[Referring expression pointing data]
▼▼▼
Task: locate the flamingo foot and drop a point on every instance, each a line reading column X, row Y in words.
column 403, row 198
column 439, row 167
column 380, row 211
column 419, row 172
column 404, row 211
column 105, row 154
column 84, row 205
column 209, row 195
▲▲▲
Print the data above exactly as it was provided.

§ **Response area**
Task: locate the flamingo foot and drop a point on every instance, each a line reading column X, row Y in words.
column 403, row 198
column 439, row 167
column 380, row 211
column 419, row 172
column 404, row 211
column 105, row 154
column 84, row 205
column 209, row 195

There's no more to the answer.